Problem details:
Reproduce word for word the lines of the entries below, starting with the line that contains "Mark the street" and going on through the end of the entries.

Records provided:
++++++++

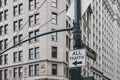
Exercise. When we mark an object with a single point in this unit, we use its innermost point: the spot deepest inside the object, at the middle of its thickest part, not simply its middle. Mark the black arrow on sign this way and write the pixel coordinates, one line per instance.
(75, 63)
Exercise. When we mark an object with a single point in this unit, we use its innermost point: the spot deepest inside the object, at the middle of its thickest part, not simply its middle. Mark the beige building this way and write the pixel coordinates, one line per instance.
(43, 58)
(46, 57)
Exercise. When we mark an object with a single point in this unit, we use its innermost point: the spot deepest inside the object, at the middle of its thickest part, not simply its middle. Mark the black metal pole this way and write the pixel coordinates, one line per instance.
(75, 73)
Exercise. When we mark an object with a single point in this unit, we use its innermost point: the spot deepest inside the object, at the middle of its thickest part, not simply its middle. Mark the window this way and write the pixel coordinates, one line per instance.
(1, 30)
(6, 59)
(33, 4)
(37, 69)
(54, 3)
(31, 34)
(6, 29)
(54, 18)
(31, 70)
(15, 57)
(20, 38)
(67, 56)
(15, 72)
(20, 23)
(1, 16)
(36, 34)
(5, 2)
(1, 60)
(15, 26)
(68, 41)
(1, 75)
(34, 19)
(54, 52)
(6, 14)
(31, 55)
(37, 21)
(37, 3)
(31, 20)
(15, 40)
(34, 53)
(37, 52)
(54, 69)
(20, 8)
(6, 44)
(15, 11)
(20, 71)
(0, 3)
(6, 74)
(54, 36)
(1, 45)
(20, 56)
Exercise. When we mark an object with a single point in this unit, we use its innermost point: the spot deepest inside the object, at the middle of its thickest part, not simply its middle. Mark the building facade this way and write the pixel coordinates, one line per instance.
(42, 58)
(46, 57)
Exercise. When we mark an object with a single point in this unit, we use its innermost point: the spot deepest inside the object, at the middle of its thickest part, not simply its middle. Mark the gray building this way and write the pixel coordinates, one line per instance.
(46, 57)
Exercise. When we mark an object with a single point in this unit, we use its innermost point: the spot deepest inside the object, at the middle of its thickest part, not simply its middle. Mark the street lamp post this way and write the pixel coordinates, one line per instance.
(75, 73)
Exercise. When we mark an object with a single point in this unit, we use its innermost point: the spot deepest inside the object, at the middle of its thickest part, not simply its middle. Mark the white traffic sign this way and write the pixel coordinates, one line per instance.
(77, 58)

++++++++

Full output:
Exercise. When we mark an object with a single point in this unit, we use its innermost point: the spot deepest inside the object, at the middle of its thickest part, not simply its middle. Mark the street lamp post this way and write the pixel coordinates, one line per instance.
(75, 73)
Exercise. When we mark an object with a single point in this unit, we use its innermost point: the spot deepest inside the object, at the middle of its thickest part, not simply its middle. Mark the white traffic sign this way and write the pixel coordinates, one line per instance.
(77, 58)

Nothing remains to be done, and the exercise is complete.